Sorry, it's not about querying. I am implementing an invalidation mechanism for 
Postgres Query Cache as part of my masters project. In order to this, I need to 
store details(like name) of each table the query uses. In essence, I need to 
store the table names of the cached queries. 
Initially, I thought of writing a code that could extract the table names but 
later discovered that it is a gargantuan task as I shall have to include around 
600 production rules as was hinted in a Stackoverflow Exchange post. Hence, I 
thought of getting hold of the data structure used for storing table names of a 
DB but I couldn't get it. 
Sorry for the long post but do you know where these tables information of a DB 
gets stored? Or can you suggest me a mechanism(needn't be fully perfect) to 
extract the table names? I went through the parser of postgres but it was 
confusing.

* [Set tasks]
A – Summarize the post about the Postgres query cache in two sentences.
B – From the post about the Postgres query cache, extract the passage that begins at the words "Sorry, it's not" and stops after "couldn't get it.".

* [Data rows]
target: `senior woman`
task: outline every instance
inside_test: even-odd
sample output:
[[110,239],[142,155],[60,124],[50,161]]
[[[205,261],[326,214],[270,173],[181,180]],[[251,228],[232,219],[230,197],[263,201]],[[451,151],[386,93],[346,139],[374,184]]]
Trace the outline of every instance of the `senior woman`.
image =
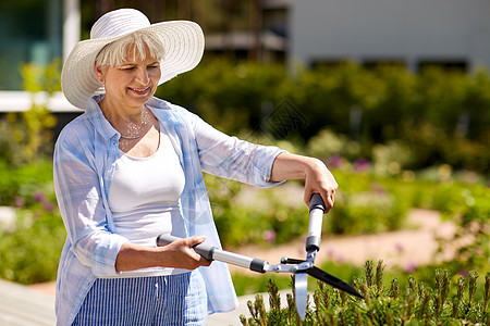
[[[316,159],[226,136],[157,87],[194,68],[204,35],[193,22],[150,24],[122,9],[101,16],[66,59],[62,88],[85,110],[60,134],[54,187],[68,231],[59,325],[205,325],[236,304],[224,263],[192,248],[220,247],[203,172],[261,187],[305,180],[305,202],[333,205],[336,183]],[[156,247],[159,234],[183,238]]]

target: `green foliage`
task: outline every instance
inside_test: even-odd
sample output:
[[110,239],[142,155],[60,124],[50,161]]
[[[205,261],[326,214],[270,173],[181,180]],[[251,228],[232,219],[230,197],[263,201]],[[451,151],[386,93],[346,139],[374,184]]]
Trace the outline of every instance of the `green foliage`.
[[[162,85],[157,96],[225,133],[246,128],[275,139],[301,139],[322,159],[341,154],[381,164],[388,156],[399,170],[450,164],[490,171],[486,71],[416,75],[346,63],[291,76],[281,65],[205,60]],[[332,135],[339,139],[330,143]]]
[[[478,273],[460,277],[452,284],[446,271],[434,271],[434,286],[429,287],[407,277],[402,287],[397,278],[389,286],[383,280],[384,266],[380,261],[365,265],[365,278],[354,280],[354,286],[365,297],[359,300],[332,289],[323,283],[313,294],[306,317],[299,319],[294,293],[287,294],[287,306],[280,305],[280,294],[273,281],[269,283],[270,309],[266,311],[264,299],[257,294],[248,302],[250,317],[241,315],[243,325],[488,325],[490,312],[490,274],[485,286],[477,286]],[[466,287],[467,284],[467,287]],[[466,290],[467,289],[467,290]],[[477,291],[479,296],[476,296]],[[478,299],[477,299],[478,298]],[[309,298],[310,300],[311,298]],[[308,300],[308,301],[309,301]]]
[[0,277],[22,284],[53,280],[65,238],[56,204],[52,164],[45,161],[11,170],[0,164],[1,205],[16,221],[0,223]]
[[17,211],[13,230],[0,230],[0,277],[21,284],[56,279],[66,233],[54,204]]
[[30,163],[51,154],[51,128],[57,121],[46,106],[47,103],[39,104],[35,98],[46,95],[47,101],[54,91],[61,90],[60,72],[60,60],[53,60],[46,66],[36,63],[22,65],[24,90],[30,92],[32,106],[24,112],[9,112],[7,120],[0,121],[1,156],[11,166]]

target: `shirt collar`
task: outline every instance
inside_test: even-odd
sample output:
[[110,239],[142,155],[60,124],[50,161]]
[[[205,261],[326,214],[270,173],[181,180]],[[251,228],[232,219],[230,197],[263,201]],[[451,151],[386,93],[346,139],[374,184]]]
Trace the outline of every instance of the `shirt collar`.
[[106,116],[103,116],[102,110],[99,106],[99,102],[103,99],[103,96],[105,95],[94,96],[88,101],[87,110],[85,112],[94,125],[95,130],[97,130],[103,138],[111,139],[120,134],[114,127],[112,127]]

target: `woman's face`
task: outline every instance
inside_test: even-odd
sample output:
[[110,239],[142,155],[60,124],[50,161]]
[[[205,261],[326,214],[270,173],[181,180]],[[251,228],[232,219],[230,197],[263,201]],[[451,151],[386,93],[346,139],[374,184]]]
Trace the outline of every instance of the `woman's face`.
[[115,102],[119,105],[140,108],[155,95],[160,80],[160,61],[146,55],[142,60],[139,55],[133,55],[130,51],[123,64],[109,66],[101,74],[106,86],[105,101]]

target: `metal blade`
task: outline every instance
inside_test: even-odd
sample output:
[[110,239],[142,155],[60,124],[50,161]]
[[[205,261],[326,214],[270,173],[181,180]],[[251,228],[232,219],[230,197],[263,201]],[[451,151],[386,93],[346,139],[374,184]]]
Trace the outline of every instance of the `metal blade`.
[[354,289],[352,286],[350,286],[345,281],[336,278],[335,276],[330,275],[329,273],[321,271],[318,267],[313,267],[313,268],[309,268],[309,269],[307,269],[305,272],[308,275],[310,275],[310,276],[313,276],[315,278],[318,278],[319,280],[322,280],[326,284],[328,284],[328,285],[330,285],[330,286],[332,286],[334,288],[338,288],[338,289],[340,289],[340,290],[342,290],[344,292],[347,292],[347,293],[350,293],[352,296],[355,296],[357,298],[364,299],[364,297],[359,292],[357,292],[356,289]]
[[308,296],[308,276],[306,273],[294,274],[294,290],[297,314],[302,319],[305,319]]

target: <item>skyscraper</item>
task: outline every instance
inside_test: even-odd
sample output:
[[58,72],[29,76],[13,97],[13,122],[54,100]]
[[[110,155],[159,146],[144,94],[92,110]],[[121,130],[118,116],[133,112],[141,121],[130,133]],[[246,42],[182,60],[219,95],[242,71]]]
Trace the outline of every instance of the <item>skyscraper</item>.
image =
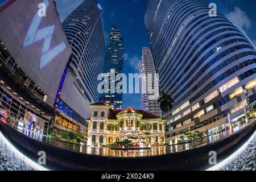
[[87,125],[89,105],[98,99],[98,75],[105,50],[102,8],[94,0],[85,0],[63,22],[72,49],[59,85],[57,111]]
[[[150,49],[147,47],[142,48],[142,59],[139,62],[139,75],[141,93],[142,109],[150,113],[161,115],[158,97],[154,97],[157,92],[159,95],[158,81],[155,82],[156,72]],[[157,77],[156,77],[157,78]]]
[[90,104],[98,99],[105,49],[101,9],[97,1],[85,0],[62,23],[73,51],[69,71]]
[[246,121],[255,103],[256,52],[234,24],[209,10],[203,1],[148,2],[145,23],[160,88],[175,102],[167,116],[169,139],[187,130],[224,131]]
[[[123,37],[117,26],[113,26],[109,34],[109,42],[107,46],[103,73],[106,73],[109,77],[111,73],[115,75],[123,73]],[[115,87],[116,84],[115,82]],[[99,100],[105,101],[113,109],[122,110],[123,94],[114,92],[114,89],[110,88],[109,93],[101,94]]]

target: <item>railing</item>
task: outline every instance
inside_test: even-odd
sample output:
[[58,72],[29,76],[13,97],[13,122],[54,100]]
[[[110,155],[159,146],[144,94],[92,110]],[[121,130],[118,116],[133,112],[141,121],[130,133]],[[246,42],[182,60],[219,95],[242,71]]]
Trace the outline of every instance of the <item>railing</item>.
[[14,146],[0,132],[0,171],[48,171]]
[[[253,170],[255,157],[256,131],[238,150],[207,171]],[[255,160],[255,159],[254,159]]]

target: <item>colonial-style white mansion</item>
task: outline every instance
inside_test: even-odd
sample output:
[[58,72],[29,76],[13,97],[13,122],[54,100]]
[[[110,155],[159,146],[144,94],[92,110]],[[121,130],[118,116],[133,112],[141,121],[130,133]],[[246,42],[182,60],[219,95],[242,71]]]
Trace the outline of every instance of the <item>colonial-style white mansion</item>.
[[[107,144],[133,136],[133,142],[143,139],[146,144],[163,144],[166,142],[166,119],[143,110],[129,107],[113,110],[108,104],[100,102],[90,105],[91,117],[88,135],[92,145]],[[144,139],[143,139],[144,138]]]

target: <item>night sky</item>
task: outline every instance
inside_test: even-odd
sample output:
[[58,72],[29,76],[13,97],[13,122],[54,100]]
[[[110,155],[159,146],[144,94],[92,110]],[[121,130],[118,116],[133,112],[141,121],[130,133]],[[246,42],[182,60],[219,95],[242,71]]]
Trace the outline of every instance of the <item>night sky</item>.
[[[63,21],[84,0],[56,0],[57,8]],[[1,4],[5,0],[0,0]],[[125,43],[125,72],[138,73],[141,50],[148,46],[144,24],[147,0],[100,0],[103,7],[106,41],[110,26],[118,26]],[[256,0],[206,0],[217,4],[217,11],[237,24],[256,44]],[[123,107],[141,108],[140,94],[124,94]]]

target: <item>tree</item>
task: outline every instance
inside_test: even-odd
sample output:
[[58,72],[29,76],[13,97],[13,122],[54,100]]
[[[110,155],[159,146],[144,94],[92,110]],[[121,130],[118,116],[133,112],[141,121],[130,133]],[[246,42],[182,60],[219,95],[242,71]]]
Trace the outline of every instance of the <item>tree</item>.
[[167,92],[162,92],[158,102],[160,103],[160,108],[163,111],[163,115],[168,113],[172,110],[172,104],[174,103],[174,100]]

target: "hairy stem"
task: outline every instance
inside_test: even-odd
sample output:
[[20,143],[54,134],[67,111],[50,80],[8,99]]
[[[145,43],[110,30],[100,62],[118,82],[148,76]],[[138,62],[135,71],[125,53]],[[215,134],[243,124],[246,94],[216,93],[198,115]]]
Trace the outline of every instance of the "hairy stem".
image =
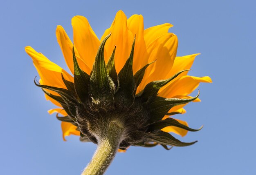
[[110,122],[106,129],[101,134],[98,148],[91,162],[81,175],[103,175],[115,157],[124,129],[114,122]]

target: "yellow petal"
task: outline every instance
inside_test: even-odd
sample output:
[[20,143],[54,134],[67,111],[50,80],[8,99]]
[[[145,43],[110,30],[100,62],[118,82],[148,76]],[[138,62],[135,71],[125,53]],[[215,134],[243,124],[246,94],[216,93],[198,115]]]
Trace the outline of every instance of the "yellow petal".
[[134,36],[128,29],[127,18],[121,11],[117,12],[110,27],[105,31],[101,40],[111,32],[112,34],[106,42],[105,48],[105,61],[111,56],[115,46],[117,46],[115,59],[117,72],[118,73],[124,66],[130,53]]
[[72,24],[74,46],[81,58],[91,69],[100,44],[99,40],[85,17],[74,16]]
[[146,70],[137,92],[152,81],[166,79],[166,75],[173,67],[177,46],[177,36],[167,33],[155,40],[146,48],[147,55],[144,55],[144,59],[148,60],[148,62],[157,61]]
[[60,113],[63,116],[67,116],[67,114],[63,109],[62,108],[54,108],[54,109],[50,109],[48,111],[48,113],[52,115],[54,113]]
[[[172,98],[191,98],[193,97],[189,95],[176,95],[174,97],[172,97]],[[194,101],[193,102],[201,102],[201,100],[199,98],[198,98]],[[183,107],[189,103],[186,103],[185,104],[180,104],[180,105],[175,106],[172,107],[168,111],[169,113],[172,113],[173,112],[179,112],[182,111],[182,114],[186,113],[186,110],[185,110]]]
[[144,24],[143,16],[141,15],[133,15],[127,20],[127,27],[133,35],[136,35],[136,42],[133,56],[133,72],[147,63],[146,60],[143,60],[142,56],[146,51],[146,44],[144,40]]
[[169,29],[173,26],[169,23],[153,26],[147,29],[144,31],[144,38],[146,47],[148,47],[155,40],[168,32]]
[[76,126],[70,123],[62,122],[61,129],[62,129],[62,136],[64,141],[66,141],[65,137],[68,136],[71,134],[80,135],[80,132],[76,130]]
[[[174,60],[173,66],[168,75],[168,78],[171,77],[178,72],[185,69],[189,69],[193,64],[195,57],[200,53],[196,53],[182,57],[176,57]],[[186,71],[181,73],[176,79],[186,75],[189,72]]]
[[66,88],[61,78],[61,73],[66,80],[73,81],[71,75],[58,65],[50,61],[41,53],[36,52],[30,46],[25,47],[25,51],[32,58],[34,65],[43,84]]
[[[187,126],[189,126],[188,123],[184,121],[176,119],[175,119],[182,124],[186,125]],[[187,131],[175,126],[167,126],[162,128],[161,130],[167,133],[172,132],[175,133],[175,134],[178,134],[182,137],[184,137],[186,135],[187,133],[188,133]]]
[[172,98],[176,95],[187,95],[191,93],[200,82],[211,83],[209,77],[197,77],[185,75],[170,84],[161,91],[159,96]]
[[[61,26],[57,26],[56,37],[58,43],[62,51],[63,55],[65,59],[67,65],[74,74],[74,64],[73,63],[73,43],[68,37],[63,27]],[[80,68],[88,74],[90,74],[91,69],[89,68],[83,60],[81,58],[79,52],[74,46],[75,54]]]

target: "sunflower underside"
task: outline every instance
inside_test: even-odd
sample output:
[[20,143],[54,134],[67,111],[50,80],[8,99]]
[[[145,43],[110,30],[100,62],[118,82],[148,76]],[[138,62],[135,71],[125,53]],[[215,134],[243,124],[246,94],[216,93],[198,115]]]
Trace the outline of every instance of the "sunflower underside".
[[[105,44],[111,34],[108,35],[99,46],[92,71],[89,75],[79,67],[73,50],[74,65],[74,82],[62,80],[66,89],[37,83],[48,96],[58,102],[68,115],[57,116],[63,122],[77,126],[82,142],[98,142],[103,127],[115,121],[126,130],[126,136],[119,145],[125,150],[130,145],[152,147],[158,144],[166,149],[167,146],[184,146],[196,142],[182,142],[161,129],[168,126],[175,126],[191,131],[192,129],[171,118],[162,120],[172,107],[185,104],[196,99],[166,98],[158,96],[159,90],[174,79],[184,70],[170,78],[149,83],[144,89],[136,94],[148,63],[134,74],[132,71],[135,38],[130,55],[117,74],[115,65],[114,48],[106,64],[104,58]],[[48,90],[47,91],[47,90]],[[49,90],[57,93],[52,94]]]

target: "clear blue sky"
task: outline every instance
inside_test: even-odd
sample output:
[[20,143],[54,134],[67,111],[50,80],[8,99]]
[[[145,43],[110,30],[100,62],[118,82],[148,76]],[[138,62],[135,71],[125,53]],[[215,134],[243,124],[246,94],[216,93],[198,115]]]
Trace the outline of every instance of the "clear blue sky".
[[[106,175],[256,174],[256,4],[253,0],[9,0],[0,5],[0,174],[79,175],[96,148],[62,140],[54,107],[33,82],[38,75],[24,48],[31,45],[66,68],[55,36],[72,38],[71,18],[85,16],[100,37],[115,13],[141,14],[146,28],[170,22],[180,56],[200,52],[190,74],[210,76],[202,102],[179,118],[204,128],[180,139],[195,145],[167,151],[130,147]],[[180,138],[178,137],[178,138]]]

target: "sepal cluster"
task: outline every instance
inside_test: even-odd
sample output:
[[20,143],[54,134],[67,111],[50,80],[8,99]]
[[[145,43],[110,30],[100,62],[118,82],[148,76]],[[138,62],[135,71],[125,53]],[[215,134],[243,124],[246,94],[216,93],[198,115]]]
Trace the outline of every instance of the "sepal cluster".
[[[115,64],[115,46],[106,64],[105,62],[104,46],[110,35],[111,33],[101,44],[90,75],[80,68],[73,48],[74,82],[65,80],[63,75],[62,81],[66,89],[40,84],[35,81],[36,86],[58,102],[68,115],[57,116],[57,118],[76,126],[80,131],[81,141],[95,144],[103,137],[105,128],[114,122],[124,128],[124,134],[119,145],[119,148],[123,150],[130,145],[152,147],[158,144],[169,150],[167,145],[171,148],[195,143],[196,141],[182,142],[161,129],[168,126],[190,131],[201,129],[191,128],[172,118],[162,120],[165,115],[177,113],[168,113],[172,107],[193,101],[198,98],[199,93],[189,99],[157,96],[161,88],[189,70],[181,71],[167,80],[150,82],[136,94],[146,70],[157,61],[147,64],[134,73],[135,37],[130,56],[117,73]],[[58,95],[54,95],[53,91]]]

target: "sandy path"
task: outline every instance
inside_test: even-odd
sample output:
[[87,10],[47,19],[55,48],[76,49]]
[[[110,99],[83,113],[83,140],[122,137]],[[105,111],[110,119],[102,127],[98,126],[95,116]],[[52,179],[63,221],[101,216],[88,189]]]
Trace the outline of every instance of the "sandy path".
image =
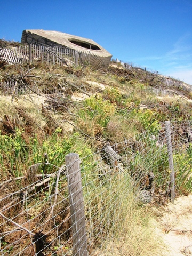
[[191,255],[192,195],[169,203],[161,214],[155,229],[167,246],[165,256]]

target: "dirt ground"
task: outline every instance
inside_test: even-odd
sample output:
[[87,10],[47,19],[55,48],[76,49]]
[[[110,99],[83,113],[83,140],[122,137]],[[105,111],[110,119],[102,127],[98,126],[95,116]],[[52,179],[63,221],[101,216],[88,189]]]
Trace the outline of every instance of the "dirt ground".
[[192,195],[179,197],[174,205],[165,206],[154,225],[165,244],[165,256],[192,255]]

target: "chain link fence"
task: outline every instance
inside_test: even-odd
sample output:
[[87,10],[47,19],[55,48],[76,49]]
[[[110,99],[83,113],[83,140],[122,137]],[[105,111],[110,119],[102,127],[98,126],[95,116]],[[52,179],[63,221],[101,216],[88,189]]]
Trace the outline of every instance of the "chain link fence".
[[158,206],[191,193],[192,121],[165,124],[81,159],[67,155],[53,173],[41,163],[2,182],[0,255],[108,255],[133,202]]

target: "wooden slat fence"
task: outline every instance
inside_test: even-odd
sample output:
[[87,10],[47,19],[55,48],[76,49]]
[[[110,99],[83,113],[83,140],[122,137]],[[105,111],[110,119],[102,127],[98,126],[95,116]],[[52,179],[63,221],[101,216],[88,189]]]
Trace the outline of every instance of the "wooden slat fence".
[[105,62],[95,54],[77,51],[66,47],[47,47],[30,44],[0,50],[0,60],[9,64],[31,63],[35,61],[51,64],[86,66],[93,70],[107,68],[109,62]]
[[30,86],[29,87],[25,84],[14,80],[0,83],[0,95],[13,96],[31,92],[38,92],[37,87],[35,85]]

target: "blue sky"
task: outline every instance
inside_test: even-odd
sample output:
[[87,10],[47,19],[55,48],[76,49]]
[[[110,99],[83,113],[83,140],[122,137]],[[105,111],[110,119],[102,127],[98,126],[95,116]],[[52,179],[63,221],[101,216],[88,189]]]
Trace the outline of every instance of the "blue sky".
[[0,0],[0,39],[25,29],[92,39],[113,55],[192,84],[192,0]]

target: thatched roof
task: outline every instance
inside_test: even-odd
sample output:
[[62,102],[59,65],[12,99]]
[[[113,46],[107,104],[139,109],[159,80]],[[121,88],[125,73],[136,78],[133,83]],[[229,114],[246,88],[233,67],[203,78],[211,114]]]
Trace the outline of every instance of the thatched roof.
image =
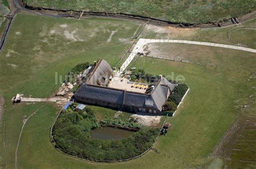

* [Exercise results]
A – The writer is implementing an invalidation mechanism for Postgres Query Cache as part of a masters project and needs to store the names of the tables each cached query uses. Writing code to extract those names turned out to be a gargantuan task, and the writer couldn't find the data structure that stores a database's table names, so the writer asks where that information is stored or for a mechanism, not necessarily perfect, to extract the table names.

B –
Sorry, it's not about querying. I am implementing an invalidation mechanism for 
Postgres Query Cache as part of my masters project. In order to this, I need to 
store details(like name) of each table the query uses. In essence, I need to 
store the table names of the cached queries. 
Initially, I thought of writing a code that could extract the table names but 
later discovered that it is a gargantuan task as I shall have to include around 
600 production rules as was hinted in a Stackoverflow Exchange post. Hence, I 
thought of getting hold of the data structure used for storing table names of a 
DB but I couldn't get it.